* [作業指示 A]: 下のデータの行について、「the dark curly」を含む行から始めて最後の行で終え、両端を含めて番号付きリストに並べてください。空行は除きます。

2018年6月4日(月)しんぶん赤旗より

 

【2018年5月31日 参議院内閣委員会議事録】

○田村智子君 日本共産党の田村智子です。
 この地方分権一括法案には、マイナンバーの情報連携の対象拡大などマイナンバーの更なる利活用、こういう内容が含まれています。しかし、年金の基礎番号をマイナンバーに関連付ける処理が不適切な業務委託で行われ大量の記入ミスがあったことが発覚するなど、個人情報の保護に反する深刻な事態が起きています。
 住民税特別徴収の税額通知書へのマイナンバー記載、これもその一つです。昨年四月十八日の本委員会で、私は誤配送や情報漏えいの危険性を指摘しました。これは、住民税の特別徴収というのは、従業員の方の給料から事業主があらかじめ住民税を控除する、そして事業主が代わりに納めると。そのために、お一人お一人に、一体住民税が幾らなのかということを事業所に一人一人の従業員の名前とともに税額を記すんですね。そこにマイナンバーを昨年記載するということが行われたわけです。
 危惧したとおりの事態が起きました。把握している誤配送の件数、それがどれだけの人数のマイナンバーに当たるのか、まずお聞きいたします。

○政府参考人(福浦裕介君) お答え申し上げます。
 この百五十二件についてでございますが、当委員会への報告件数でございまして、百五十二の地方公共団体から報告を受けたものでございます。また、漏えいした人数でございますが、合計をいたしますと六百九十五人となります。

○田村智子君 これ、個人情報保護委員会、今御答弁いただきました、に報告のあっただけで百五十二件、六百九十五人と。この百五十二件というのは、二〇一七年上半期二百七十三件の五五・五%に当たるわけですね。非常に重大な漏えいになってしまったわけです。
 この報告を受けて、個人情報保護委員会としてはどのように対応を行いましたか。

○政府参考人(福浦裕介君) お答え申し上げます。
 私ども委員会におきましては、漏えい事案等が生じた場合には、地方公共団体に対しまして、再発防止策の検討、その速やかな実施、影響を受ける可能性のある本人への連絡などを行うよう求めておりまして、それらの対応状況について報告を受けてございます。
 その報告を受けた際に検討内容が不足している場合などには、地方公共団体に対しまして再発防止策の実施に関します指導、助言等を行っているわけでございます。さらに、漏えい事案等が他の機関で起きないようにするための防止策としまして、現場で生じやすいミス、留意事項について参考となる事例をホームページに紹介する、全国の地方公共団体に対しまして、トップから事務担当者に至るまで各階層の方に説明会を実施しているところでございます。

○田村智子君 個人情報保護委員会は、行政機関における特定個人情報の漏えい事案が発生した場合の対応についてで、今御答弁いただいたように、速やかに本人に連絡し、又は本人が容易に知り得る状態に置くことを定めているわけです。そういう指導といいますか対応を自治体に対して行ったということですけれども、そもそもマイナンバーの記載を自治体に対して指導したのは総務省ですよ。結果としての誤配送が起きている。総務省は、それではどのような対策を取ったんですか。

* [使用データ]:
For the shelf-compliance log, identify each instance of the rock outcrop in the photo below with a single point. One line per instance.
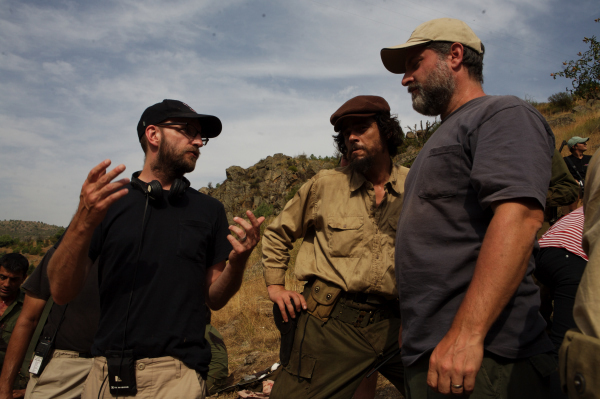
(269, 184)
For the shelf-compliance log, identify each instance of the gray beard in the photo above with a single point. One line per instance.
(433, 99)
(169, 165)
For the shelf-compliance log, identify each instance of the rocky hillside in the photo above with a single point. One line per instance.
(24, 230)
(266, 187)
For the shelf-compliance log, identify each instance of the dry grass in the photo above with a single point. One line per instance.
(246, 322)
(585, 125)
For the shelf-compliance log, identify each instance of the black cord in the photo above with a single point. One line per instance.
(102, 386)
(137, 261)
(300, 349)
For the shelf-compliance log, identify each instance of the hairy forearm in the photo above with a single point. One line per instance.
(225, 286)
(19, 342)
(70, 263)
(500, 267)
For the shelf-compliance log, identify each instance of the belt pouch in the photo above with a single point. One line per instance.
(287, 331)
(321, 298)
(121, 373)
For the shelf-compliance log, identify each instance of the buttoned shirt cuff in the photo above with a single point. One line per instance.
(274, 276)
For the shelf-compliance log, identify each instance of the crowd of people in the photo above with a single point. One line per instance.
(425, 275)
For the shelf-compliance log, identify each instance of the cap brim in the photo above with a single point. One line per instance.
(336, 127)
(394, 58)
(211, 125)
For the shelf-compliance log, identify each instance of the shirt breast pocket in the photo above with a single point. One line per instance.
(193, 239)
(439, 174)
(345, 234)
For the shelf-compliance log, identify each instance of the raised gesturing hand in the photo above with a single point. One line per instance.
(99, 192)
(249, 236)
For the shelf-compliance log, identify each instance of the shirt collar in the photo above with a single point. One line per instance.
(357, 180)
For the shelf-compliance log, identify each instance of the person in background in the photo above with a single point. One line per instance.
(13, 271)
(577, 163)
(579, 355)
(560, 263)
(72, 328)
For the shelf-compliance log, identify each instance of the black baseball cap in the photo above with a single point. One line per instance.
(157, 113)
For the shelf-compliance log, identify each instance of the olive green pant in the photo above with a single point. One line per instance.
(335, 358)
(498, 378)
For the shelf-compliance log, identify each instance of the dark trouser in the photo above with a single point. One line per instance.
(560, 271)
(498, 378)
(335, 358)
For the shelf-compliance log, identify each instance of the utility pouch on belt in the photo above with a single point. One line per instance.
(287, 331)
(121, 373)
(579, 364)
(321, 298)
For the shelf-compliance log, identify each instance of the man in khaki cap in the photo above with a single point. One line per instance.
(348, 319)
(474, 200)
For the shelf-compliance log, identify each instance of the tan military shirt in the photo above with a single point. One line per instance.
(348, 240)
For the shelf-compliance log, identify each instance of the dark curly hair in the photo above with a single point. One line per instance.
(471, 58)
(389, 130)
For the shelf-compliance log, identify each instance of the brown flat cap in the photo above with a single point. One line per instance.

* [作業指示 B]: マイナンバー誤配送をめぐる国会質疑の抜粋について、最後の発言に続く部分を引き取って書き進めてください。

* [模範解答 A]:
1. For the shelf-compliance log, identify each instance of the dark curly hair in the photo above with a single point. One line per instance.
2. (471, 58)
3. (389, 130)
4. For the shelf-compliance log, identify each instance of the brown flat cap in the photo above with a single point. One line per instance.

* [模範解答 B]:
○政府参考人(稲岡伸哉君) お答え申し上げます。
 特別徴収税額通知の誤配送によるマイナンバーの漏えいについては、地方税に係るミスでございまして、大変残念でございます。
 誤配送した団体については再発防止に努めていただきたいと考えておりますし、その旨、幾度も通知をさせていただいているということでございます。

○田村智子君 これ、経緯を申し上げます。
 まず、昨年の二月に、こうやって総務省が記載を求めましたので、衆議院総務委員会で我が党の梅村議員が総務大臣に直接、情報漏えいの問題起きますよと、この問題点を厳しく指摘しました。自治体は、様々な自らの判断の中で記載しないと、こういうふうに判断した自治体もありました。また、記載しないという判断をしていいのかどうかという問合せを総務省に対して行った自治体もあったようです。
 そうしたら、この二月の質問を受けて総務省は何をやったのか。三月六日に通知を出しているんです。QアンドAという形ですが、ここに何て書いてあるか。個人番号欄を自治体が独自に判断して削除することはできません、個人番号の記載を不記載や一部不記載とすることは認められていません、わざわざこういう通知を行って個人番号をちゃんと記載するようにと、皆さん求めたんですよ、総務省は。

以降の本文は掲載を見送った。